What to do - Please return each record exactly as it stands.

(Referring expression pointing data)
· · · · · · ·
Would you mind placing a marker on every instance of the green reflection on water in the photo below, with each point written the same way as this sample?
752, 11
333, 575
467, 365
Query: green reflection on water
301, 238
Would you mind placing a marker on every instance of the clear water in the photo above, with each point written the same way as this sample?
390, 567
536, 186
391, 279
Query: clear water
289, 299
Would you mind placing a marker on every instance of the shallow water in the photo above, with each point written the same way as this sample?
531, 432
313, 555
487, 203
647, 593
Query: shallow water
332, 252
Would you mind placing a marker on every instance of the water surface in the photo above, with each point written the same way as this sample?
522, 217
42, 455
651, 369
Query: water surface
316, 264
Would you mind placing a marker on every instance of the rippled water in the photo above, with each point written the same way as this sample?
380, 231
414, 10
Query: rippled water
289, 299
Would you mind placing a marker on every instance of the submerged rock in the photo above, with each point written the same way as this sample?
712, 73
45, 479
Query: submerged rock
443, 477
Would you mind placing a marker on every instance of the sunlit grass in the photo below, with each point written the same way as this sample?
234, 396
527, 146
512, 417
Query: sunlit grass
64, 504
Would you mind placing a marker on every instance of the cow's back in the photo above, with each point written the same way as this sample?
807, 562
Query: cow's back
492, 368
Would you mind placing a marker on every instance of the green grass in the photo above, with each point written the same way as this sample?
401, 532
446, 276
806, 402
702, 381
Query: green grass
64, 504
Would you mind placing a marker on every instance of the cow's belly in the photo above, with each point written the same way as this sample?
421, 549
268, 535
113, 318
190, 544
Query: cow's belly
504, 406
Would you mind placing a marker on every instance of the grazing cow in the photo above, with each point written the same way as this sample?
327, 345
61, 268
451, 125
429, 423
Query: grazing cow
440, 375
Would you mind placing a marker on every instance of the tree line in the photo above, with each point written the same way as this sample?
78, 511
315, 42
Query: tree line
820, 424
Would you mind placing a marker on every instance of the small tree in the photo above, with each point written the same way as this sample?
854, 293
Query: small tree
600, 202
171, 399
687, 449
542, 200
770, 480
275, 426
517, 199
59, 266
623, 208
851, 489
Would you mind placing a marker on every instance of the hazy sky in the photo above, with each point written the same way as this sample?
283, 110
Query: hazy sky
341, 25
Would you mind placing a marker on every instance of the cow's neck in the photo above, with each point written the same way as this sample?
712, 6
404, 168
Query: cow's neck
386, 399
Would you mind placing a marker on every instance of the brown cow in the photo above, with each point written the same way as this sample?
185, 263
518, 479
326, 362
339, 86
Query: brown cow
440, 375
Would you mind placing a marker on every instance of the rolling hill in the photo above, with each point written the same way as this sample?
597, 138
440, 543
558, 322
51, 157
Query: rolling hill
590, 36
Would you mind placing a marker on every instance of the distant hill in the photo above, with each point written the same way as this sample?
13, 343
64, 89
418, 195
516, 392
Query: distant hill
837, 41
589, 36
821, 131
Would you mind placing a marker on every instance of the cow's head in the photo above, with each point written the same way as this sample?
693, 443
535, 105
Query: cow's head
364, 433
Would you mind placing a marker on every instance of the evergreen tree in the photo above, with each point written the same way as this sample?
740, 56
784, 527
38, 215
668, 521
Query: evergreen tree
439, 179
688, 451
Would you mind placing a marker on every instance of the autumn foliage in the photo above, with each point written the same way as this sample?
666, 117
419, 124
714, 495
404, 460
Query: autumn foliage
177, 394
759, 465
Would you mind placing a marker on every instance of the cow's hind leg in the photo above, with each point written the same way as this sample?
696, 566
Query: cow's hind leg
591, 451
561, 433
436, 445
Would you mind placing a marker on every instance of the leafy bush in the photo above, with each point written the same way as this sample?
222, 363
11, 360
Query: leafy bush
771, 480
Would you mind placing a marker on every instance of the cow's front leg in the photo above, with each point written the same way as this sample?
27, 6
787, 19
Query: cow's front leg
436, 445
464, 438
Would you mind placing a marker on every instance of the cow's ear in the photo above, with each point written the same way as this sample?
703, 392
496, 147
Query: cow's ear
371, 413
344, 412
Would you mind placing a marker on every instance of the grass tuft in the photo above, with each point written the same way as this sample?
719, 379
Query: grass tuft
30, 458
· · · · · · ·
Solution for this problem -
Would you mind placing a marker on every instance of the green reflection on water in the photo below, with each point written the same way as this sample?
752, 11
333, 575
467, 365
Query: green reflection on water
301, 238
Would you mind placing a marker on every instance of the clear water in the photo above, with each point written the same way as this sample?
390, 567
536, 186
391, 279
Query: clear water
289, 299
Would you mind placing a marker on every instance of the shallow water in the photo above, with each point written the same way as this sample?
531, 432
313, 555
487, 203
647, 593
Query: shallow water
332, 252
Would you mind placing a marker on every instance of the water surface in the photo above, with each point written the same way as this sample?
522, 217
42, 455
651, 369
Query: water surface
316, 264
Would you mind placing a marker on every instance of the rippled water in the photo above, with each point written the same way as this sample?
380, 231
414, 10
Query: rippled water
289, 299
Would you mind placing a marker on every instance of the submerged rock in the photo above, with each point written the same way as this sample?
712, 73
45, 479
Query: submerged rock
443, 477
Would you mind placing a marker on every instance of the sunlit grass in the photo below, with each point written the same way as this sample?
234, 396
527, 146
512, 417
Query: sunlit grass
64, 504
Would you mind placing a marker on every instance of the cow's back in the photo above, with each point written the same way as this sample?
807, 562
Query: cow's back
492, 368
Would you mind placing a marker on every instance of the green grass in the photo above, with each point written the same way as this sample?
401, 532
446, 276
806, 402
702, 381
Query: green grass
64, 504
Would you mind placing a marker on every instance of the cow's belly in the photo above, with each point written the same way as this sample?
421, 549
268, 535
113, 318
190, 544
Query: cow's belly
504, 406
Would you mind placing a marker on every instance of the grazing cow in the photo above, with each point written the same way as this sample?
327, 345
61, 268
451, 125
429, 423
Query: grazing cow
440, 375
Would you mind placing a marker on every instance of the tree line in the photo above, with each point written the same way as this sample?
78, 511
315, 42
Query: tree line
820, 424
Would you mind placing a marker on every instance of the small tree in the photo above, with each point written the same way as this sample?
854, 293
Query: small tree
600, 202
171, 399
687, 449
542, 200
770, 480
275, 426
517, 199
59, 266
623, 208
851, 489
Would you mind placing a marker on every instance of the hazy sky in the photo above, with each point written the same way as this sample?
283, 110
Query: hazy sky
341, 25
Would you mind placing a marker on every instance of the cow's neck in the photo above, with each point written the same way as this sample?
712, 6
404, 168
Query: cow's neck
386, 399
Would you mind placing a marker on every instance of the brown cow in the photo above, with each point written the same way as this sample?
185, 263
518, 479
326, 362
339, 86
Query: brown cow
440, 375
Would you mind placing a marker on every instance of the rolling hill in the photo above, with each point written the same way as this sample?
597, 138
440, 543
558, 322
51, 157
Query: rolling hill
590, 36
Would you mind placing a marker on every instance of the distant hill in the photo above, with each point written the same way as this sample?
13, 343
64, 89
418, 195
516, 392
Query: distant hill
837, 41
589, 36
821, 131
Would you mind placing a marker on every instance of the cow's head in the photo above, with each point written the same way as this sample?
693, 443
535, 105
Query: cow's head
364, 433
Would you mind placing a marker on every instance of the evergreen tree in the photo above, with each point written the same way as this sample?
740, 56
784, 527
38, 215
668, 521
Query: evergreen tree
439, 179
688, 451
Would you mind placing a marker on every instance of the autumn foliage in the photo above, with each point written the same way as this sample?
666, 117
419, 124
714, 495
404, 460
Query: autumn foliage
177, 394
759, 465
Would you mind placing a marker on every instance of the cow's hind leg in the photo above, with each point written the same way as this sample?
696, 566
Query: cow's hind leg
591, 451
561, 433
436, 445
Would you mind placing a marker on every instance of the leafy bush in the photo above, with each point written the same way as this sample?
222, 363
11, 360
Query: leafy bush
771, 480
Would you mind placing a marker on every instance of the cow's front leg in the photo above, with each point written the same way as this sample?
27, 6
787, 19
Query: cow's front leg
436, 445
464, 438
Would you mind placing a marker on every instance of the cow's ear in the photo above, with each point written the same way as this sample?
703, 392
496, 147
Query: cow's ear
371, 413
344, 412
Would you mind placing a marker on every instance of the grass tuft in the photo above, with each point written the same way as this sample?
719, 379
Query: grass tuft
30, 458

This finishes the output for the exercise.